Stored dataset items:
** Start **

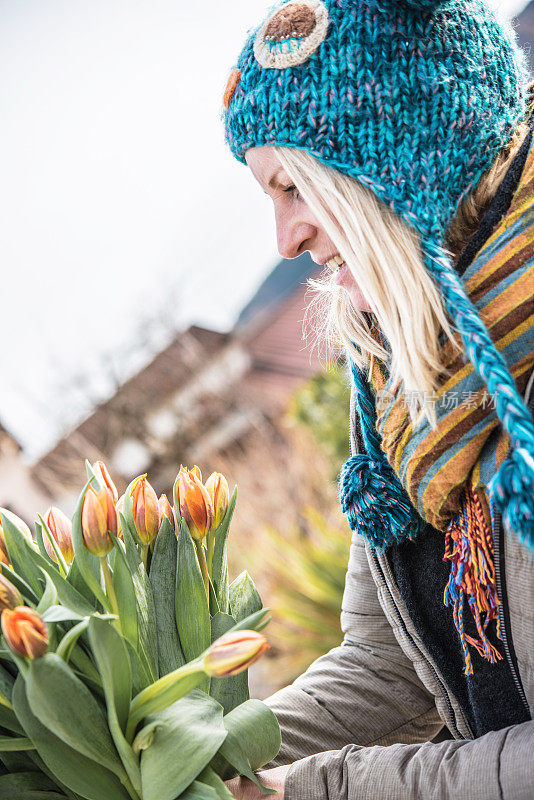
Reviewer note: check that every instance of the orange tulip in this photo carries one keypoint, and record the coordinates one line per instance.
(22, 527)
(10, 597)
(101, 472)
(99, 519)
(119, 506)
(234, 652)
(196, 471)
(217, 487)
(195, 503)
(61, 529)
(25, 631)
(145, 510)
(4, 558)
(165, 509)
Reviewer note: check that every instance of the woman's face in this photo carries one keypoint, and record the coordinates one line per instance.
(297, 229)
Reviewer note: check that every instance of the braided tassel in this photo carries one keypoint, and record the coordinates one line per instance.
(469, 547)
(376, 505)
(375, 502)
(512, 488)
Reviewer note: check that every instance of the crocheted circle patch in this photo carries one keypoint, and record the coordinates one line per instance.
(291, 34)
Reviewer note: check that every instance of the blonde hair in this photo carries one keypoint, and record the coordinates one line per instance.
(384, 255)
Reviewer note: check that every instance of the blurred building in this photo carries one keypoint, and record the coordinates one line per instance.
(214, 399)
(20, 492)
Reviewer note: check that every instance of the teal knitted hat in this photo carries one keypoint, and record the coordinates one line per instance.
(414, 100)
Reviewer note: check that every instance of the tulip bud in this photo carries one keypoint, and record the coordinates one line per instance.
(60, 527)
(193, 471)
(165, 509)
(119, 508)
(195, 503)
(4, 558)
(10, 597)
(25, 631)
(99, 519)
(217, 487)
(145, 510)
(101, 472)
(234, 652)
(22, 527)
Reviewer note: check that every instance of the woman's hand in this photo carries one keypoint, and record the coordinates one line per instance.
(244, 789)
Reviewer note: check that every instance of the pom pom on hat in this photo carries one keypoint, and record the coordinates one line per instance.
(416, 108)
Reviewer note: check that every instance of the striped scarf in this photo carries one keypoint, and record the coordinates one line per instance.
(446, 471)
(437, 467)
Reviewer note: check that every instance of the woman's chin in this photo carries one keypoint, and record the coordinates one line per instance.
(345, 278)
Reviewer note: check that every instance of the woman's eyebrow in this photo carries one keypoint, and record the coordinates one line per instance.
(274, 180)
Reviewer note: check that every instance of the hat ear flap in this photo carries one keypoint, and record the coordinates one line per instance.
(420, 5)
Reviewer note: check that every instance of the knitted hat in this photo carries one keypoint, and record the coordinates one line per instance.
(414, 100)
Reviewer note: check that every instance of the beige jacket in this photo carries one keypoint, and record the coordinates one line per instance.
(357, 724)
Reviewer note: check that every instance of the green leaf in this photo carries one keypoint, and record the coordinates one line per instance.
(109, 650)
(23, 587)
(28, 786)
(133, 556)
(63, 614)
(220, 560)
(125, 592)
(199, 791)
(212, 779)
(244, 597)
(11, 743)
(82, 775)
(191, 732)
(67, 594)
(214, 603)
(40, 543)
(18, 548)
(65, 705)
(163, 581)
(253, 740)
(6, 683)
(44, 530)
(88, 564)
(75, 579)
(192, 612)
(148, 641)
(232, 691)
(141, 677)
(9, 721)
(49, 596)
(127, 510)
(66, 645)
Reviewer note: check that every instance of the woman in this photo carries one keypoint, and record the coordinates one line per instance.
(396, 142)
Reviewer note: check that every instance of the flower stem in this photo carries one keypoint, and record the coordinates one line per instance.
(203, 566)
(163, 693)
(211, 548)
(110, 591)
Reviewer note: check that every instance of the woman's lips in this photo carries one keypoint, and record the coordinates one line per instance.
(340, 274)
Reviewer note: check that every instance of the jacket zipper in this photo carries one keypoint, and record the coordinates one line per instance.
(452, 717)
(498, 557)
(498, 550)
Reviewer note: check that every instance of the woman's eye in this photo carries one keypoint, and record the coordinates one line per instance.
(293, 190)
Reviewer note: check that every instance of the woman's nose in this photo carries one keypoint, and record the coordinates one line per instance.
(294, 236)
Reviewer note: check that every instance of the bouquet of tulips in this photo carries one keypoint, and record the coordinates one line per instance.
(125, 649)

** End **
** Start **

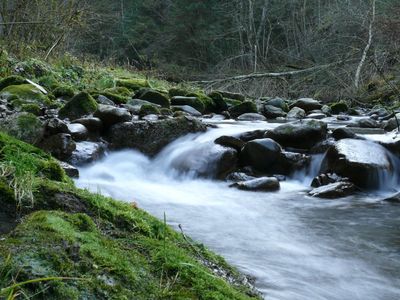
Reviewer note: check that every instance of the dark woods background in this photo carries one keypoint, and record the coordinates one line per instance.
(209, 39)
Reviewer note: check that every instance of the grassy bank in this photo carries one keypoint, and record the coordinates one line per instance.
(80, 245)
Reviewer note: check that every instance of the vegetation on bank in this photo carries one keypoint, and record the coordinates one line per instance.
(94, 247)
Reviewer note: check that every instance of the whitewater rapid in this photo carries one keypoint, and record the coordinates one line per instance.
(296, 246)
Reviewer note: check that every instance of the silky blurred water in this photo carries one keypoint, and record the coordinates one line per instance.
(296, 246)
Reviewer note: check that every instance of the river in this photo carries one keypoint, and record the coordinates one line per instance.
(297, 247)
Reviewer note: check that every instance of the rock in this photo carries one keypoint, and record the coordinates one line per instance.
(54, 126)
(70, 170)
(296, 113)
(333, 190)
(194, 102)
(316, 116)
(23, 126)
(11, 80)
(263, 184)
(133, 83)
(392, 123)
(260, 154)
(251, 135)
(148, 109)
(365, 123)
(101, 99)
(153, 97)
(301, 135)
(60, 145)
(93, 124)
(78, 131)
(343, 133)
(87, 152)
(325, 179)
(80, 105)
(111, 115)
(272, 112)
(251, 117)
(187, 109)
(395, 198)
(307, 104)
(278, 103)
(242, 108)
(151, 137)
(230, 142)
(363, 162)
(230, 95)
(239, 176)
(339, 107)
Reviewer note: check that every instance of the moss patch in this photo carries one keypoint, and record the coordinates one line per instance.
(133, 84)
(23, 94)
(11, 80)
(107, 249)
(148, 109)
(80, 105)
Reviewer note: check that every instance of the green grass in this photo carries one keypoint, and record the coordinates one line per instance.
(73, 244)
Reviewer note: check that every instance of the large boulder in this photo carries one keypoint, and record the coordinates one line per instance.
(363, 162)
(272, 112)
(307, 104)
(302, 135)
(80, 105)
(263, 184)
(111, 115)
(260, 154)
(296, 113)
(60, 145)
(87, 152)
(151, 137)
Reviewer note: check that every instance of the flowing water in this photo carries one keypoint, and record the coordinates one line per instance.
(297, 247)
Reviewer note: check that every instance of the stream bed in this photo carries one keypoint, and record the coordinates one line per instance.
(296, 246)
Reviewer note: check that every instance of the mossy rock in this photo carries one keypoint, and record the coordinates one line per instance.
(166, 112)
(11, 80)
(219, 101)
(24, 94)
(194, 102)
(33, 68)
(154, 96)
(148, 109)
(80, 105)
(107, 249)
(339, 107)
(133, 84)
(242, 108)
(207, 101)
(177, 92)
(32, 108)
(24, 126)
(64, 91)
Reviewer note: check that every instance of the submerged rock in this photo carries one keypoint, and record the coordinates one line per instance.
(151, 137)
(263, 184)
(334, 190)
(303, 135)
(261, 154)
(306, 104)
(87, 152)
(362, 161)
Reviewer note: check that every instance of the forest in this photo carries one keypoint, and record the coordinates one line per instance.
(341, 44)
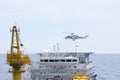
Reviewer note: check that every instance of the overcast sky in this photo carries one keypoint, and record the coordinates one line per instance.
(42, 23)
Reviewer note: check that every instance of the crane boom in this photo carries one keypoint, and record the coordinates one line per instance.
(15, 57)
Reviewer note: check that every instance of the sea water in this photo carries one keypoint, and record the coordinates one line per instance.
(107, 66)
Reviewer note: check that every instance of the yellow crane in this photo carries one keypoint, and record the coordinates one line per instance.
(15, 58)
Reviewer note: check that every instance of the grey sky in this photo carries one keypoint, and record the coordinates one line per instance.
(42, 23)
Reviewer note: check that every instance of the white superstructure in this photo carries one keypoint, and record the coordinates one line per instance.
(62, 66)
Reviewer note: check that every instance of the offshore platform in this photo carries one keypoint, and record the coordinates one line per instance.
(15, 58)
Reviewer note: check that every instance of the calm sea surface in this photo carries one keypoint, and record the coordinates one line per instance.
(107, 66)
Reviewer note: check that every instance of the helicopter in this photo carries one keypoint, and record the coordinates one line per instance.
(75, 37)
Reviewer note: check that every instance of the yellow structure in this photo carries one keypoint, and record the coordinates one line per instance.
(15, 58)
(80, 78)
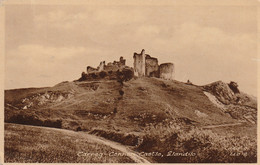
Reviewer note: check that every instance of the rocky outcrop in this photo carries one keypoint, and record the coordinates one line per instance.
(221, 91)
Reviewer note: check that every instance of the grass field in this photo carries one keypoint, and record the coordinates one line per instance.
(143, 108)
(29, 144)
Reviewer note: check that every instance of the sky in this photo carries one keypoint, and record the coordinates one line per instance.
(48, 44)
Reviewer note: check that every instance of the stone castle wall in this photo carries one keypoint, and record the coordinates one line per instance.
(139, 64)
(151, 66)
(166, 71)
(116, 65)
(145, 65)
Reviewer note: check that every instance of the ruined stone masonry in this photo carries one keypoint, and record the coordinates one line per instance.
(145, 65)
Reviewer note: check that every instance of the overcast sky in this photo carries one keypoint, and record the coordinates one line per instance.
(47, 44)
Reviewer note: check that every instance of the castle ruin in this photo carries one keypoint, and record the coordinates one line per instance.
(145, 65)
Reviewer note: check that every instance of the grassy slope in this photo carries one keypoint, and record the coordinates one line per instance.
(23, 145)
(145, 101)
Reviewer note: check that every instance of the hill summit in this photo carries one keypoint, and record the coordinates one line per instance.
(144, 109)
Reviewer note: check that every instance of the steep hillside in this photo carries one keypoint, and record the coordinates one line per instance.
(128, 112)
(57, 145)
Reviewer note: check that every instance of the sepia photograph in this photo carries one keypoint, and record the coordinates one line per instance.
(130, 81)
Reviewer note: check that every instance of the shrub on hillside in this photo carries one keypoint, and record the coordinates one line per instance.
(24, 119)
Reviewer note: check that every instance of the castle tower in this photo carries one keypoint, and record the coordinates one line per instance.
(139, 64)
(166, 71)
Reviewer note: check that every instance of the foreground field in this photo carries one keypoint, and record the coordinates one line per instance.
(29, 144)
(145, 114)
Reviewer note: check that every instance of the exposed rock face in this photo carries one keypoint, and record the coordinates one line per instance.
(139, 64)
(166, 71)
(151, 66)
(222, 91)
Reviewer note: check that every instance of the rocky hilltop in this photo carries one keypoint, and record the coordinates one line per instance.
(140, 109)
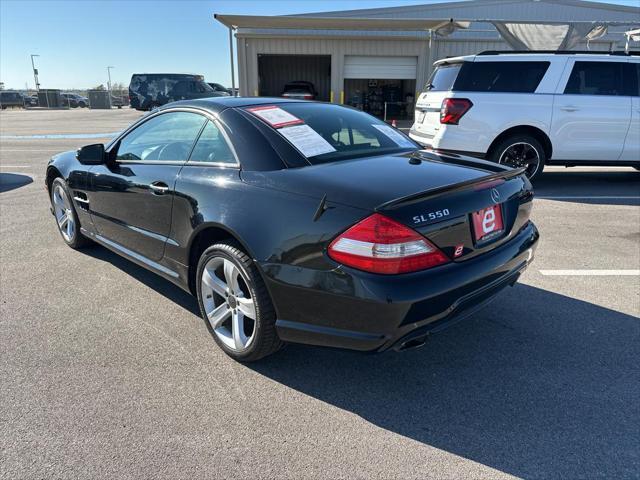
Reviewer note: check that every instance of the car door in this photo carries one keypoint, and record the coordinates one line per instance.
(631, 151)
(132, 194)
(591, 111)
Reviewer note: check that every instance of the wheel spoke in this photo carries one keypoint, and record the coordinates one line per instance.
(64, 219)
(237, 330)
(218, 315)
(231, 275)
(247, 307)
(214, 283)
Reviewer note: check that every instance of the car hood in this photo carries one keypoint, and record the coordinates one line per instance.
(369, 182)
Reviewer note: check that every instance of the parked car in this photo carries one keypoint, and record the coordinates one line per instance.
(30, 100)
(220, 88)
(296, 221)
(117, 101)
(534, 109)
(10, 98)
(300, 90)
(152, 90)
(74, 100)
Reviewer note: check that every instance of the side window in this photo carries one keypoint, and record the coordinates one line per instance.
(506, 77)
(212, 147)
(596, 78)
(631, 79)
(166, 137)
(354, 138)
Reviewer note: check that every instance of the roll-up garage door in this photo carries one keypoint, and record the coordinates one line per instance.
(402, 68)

** End **

Exercise task: Tally the lines in the material above that contain the string "field", and give only that count.

The reply: 2